_TASK DETAILS_:
Output the entries below without any alteration.

Records contained in a dataset:
---+---
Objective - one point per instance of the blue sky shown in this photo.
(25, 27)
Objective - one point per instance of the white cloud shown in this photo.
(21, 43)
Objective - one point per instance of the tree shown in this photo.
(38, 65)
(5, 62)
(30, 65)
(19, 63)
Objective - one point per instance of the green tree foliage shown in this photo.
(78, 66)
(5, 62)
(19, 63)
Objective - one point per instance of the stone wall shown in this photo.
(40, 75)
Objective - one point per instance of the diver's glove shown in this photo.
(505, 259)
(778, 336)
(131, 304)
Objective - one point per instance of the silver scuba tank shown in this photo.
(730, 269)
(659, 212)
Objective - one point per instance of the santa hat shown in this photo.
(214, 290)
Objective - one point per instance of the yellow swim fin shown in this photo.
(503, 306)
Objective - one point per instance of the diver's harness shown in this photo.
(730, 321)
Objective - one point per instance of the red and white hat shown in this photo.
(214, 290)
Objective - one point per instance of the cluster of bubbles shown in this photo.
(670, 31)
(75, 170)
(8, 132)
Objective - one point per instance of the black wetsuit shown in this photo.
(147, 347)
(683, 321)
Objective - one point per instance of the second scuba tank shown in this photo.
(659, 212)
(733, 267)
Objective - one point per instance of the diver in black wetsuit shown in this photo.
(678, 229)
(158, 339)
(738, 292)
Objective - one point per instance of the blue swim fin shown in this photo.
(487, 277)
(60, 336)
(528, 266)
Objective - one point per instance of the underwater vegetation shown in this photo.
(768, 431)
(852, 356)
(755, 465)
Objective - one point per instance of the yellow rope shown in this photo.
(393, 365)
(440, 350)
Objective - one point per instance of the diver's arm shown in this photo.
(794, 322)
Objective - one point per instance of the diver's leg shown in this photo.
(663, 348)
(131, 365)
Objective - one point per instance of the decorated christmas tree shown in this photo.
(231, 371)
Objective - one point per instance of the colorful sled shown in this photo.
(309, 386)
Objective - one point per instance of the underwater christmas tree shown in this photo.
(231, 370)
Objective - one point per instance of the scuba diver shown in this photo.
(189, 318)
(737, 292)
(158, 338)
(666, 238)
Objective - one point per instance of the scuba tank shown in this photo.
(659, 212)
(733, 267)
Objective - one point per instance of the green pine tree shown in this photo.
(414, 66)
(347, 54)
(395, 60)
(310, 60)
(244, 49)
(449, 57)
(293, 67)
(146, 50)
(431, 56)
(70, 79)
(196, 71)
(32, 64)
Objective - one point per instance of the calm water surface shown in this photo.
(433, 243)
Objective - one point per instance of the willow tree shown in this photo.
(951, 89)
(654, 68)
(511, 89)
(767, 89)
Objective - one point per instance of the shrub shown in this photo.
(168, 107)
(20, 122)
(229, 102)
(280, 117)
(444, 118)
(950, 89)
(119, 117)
---+---
_ANSWER TO THIS EXERCISE_:
Objective - one point per instance of the blue sky shown in this photo.
(25, 27)
Objective - one point per instance of the white cloud shown in this photo.
(21, 43)
Objective - one point per instance of the tree shown in this photo.
(38, 65)
(5, 62)
(30, 65)
(19, 63)
Objective - one point per instance of the green tree foliage shown in this photo.
(78, 66)
(5, 62)
(19, 63)
Objective - one point per instance of the stone wall shown in this photo.
(40, 75)
Objective - one point per instance of the diver's glove shown in this photo.
(505, 259)
(778, 336)
(131, 304)
Objective - one point per instance of the silver scuba tank shown in this photo.
(730, 269)
(659, 212)
Objective - one point per instance of the santa hat shown in this photo.
(214, 290)
Objective - one point per instance of the yellow swim fin shown in this photo.
(503, 306)
Objective - one point per instance of the diver's harness shown in this photo.
(730, 321)
Objective - one point per instance of the red and white hat shown in this photo.
(214, 290)
Objective - one point per instance of the cluster of bubbles shown in this photo.
(670, 31)
(75, 170)
(8, 132)
Objective - one point per instance of the black wetsuit shown in this photo.
(147, 347)
(683, 321)
Objective - one point per instance of the second scuba tank shown in this photo.
(659, 212)
(733, 267)
Objective - one point per instance of the diver in black wetsuit shown in this photo.
(678, 229)
(158, 339)
(738, 292)
Objective - one point per instance of the blue swim fin shown in this photo.
(487, 277)
(60, 336)
(528, 266)
Objective - one point per instance of the underwater vegetation shown in this photo.
(768, 431)
(852, 356)
(755, 465)
Objective - one point per instance of the yellow rope shown in this photo.
(393, 365)
(440, 350)
Objective - one point per instance of the diver's arm shown in this photo.
(794, 322)
Objective - one point per instance of the diver's leg shown in this photo.
(663, 348)
(131, 365)
Objective - one point per instance of the decorated christmas tree shown in this photo.
(231, 371)
Objective - one point per instance of the colorful sled shown in this photo.
(309, 386)
Objective - one point per instance of the underwater christmas tree shown in this photo.
(231, 370)
Objective - one point per instance of the scuba diver shown in this photo.
(189, 318)
(737, 292)
(158, 338)
(666, 238)
Objective - one point per instance of the scuba tank shown in this photo.
(659, 212)
(733, 267)
Objective - one point per instance of the green pine tree shown in this photo.
(414, 66)
(347, 54)
(395, 60)
(310, 60)
(244, 49)
(449, 57)
(293, 67)
(146, 50)
(431, 56)
(70, 79)
(196, 71)
(32, 64)
Objective - one point per instance of the calm water surface shown in this photo.
(433, 243)
Objective - one point per instance of the willow tree shown in this photo.
(951, 89)
(654, 68)
(511, 89)
(767, 89)
Objective - one point per instance of the shrub shown in this photo.
(168, 107)
(20, 122)
(229, 102)
(280, 117)
(444, 118)
(950, 89)
(119, 117)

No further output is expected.